╭─ Provided passage

The three component measures (1–5)¶
Domain breadth — how many genuinely distinct domains the prime appears in. A high score means the prime shows up across unrelated fields (mathematics, ecology, organizations, art); a low score means it lives in one neighborhood of related disciplines. This tracks the spread of the prime.
Structural abstraction — how cleanly the prime's signature can be stated without naming any particular medium. A 5 means the pattern is already domain-stripped — expressible purely in relational vocabulary — so instantiating it elsewhere is recognition, not translation. A low score means the definition leans on substrate-specific machinery that must be reinterpreted to move it. (This is closely related to a prime's position on the structural–framed spectrum: structural primes tend to score high here.)
Transfer evidence — how much real, non-metaphorical evidence exists that the prime has actually been carried across domains and done analytical work there. A high score means documented, load-bearing instances in multiple fields; a low score means the cross-domain reach is plausible or asserted but thinly demonstrated. This is the empirical check on the other two: a prime can be abstract (high structural abstraction) yet still have its proven applications clustered in a few fields (lower transfer evidence).

╰─
╭─ Dataset

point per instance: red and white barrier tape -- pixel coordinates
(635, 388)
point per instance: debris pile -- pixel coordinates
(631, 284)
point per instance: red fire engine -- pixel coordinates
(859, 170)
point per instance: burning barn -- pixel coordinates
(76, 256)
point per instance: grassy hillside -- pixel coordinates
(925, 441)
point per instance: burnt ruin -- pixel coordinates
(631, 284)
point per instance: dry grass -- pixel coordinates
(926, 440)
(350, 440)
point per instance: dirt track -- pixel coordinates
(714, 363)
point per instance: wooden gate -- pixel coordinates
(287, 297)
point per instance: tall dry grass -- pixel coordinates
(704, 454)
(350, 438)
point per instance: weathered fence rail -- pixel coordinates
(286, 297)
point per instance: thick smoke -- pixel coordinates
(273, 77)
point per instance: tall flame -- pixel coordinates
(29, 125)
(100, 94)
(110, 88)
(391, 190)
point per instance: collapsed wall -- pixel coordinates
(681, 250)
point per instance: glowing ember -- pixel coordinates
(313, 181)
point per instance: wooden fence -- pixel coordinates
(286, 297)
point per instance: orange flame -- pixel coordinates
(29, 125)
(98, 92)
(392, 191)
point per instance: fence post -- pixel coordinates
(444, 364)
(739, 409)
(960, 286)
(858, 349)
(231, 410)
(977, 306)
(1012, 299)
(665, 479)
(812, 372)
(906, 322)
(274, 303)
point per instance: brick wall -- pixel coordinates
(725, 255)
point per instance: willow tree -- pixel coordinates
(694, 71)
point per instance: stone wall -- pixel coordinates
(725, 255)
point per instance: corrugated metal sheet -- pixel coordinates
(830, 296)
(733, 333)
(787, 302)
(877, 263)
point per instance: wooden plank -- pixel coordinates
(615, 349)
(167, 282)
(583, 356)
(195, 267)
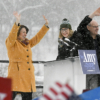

╰─

Work instructions:
(a) In the passage on the three component measures, why does a structural abstraction score of 5 mean that using the prime in a new domain is recognition rather than translation?
(b) Please resume the passage on the three component measures from where it stops.

Answers by task:
(a) A score of 5 means the prime's signature is already domain-stripped and can be stated purely in relational vocabulary without naming any particular medium. Because no substrate-specific machinery has to be reinterpreted, carrying the pattern into another domain only requires recognizing it there.

(b)
Why three measures, not one¶
The components separate three things that a single number would blur. A prime can be abstract but not yet widely demonstrated (high structural abstraction, modest transfer evidence — e.g. an elegant formal pattern whose real uses cluster in the exact sciences). It can be broadly present but substrate-flavored (high domain breadth, lower structural abstraction). Reading the three together tells you not just how substrate-independent a prime is, but why — and where the next cross-domain application is most likely to be solid versus speculative.
Relation to the structural–framed character¶
Substrate independence and the structural–framed character are complementary lenses on the same underlying question — how does this abstraction travel? The structural–framed grade describes the kind of traveler a prime is (does it carry interpretive baggage from its home domain, or arrive as clean relational structure?). Substrate independence quantifies how far and how verifiably it travels. Structural primes generally score higher on substrate independence; framed primes, which import an interpretive context, generally score lower — but the two are graded independently, and the interesting primes are the ones where they diverge.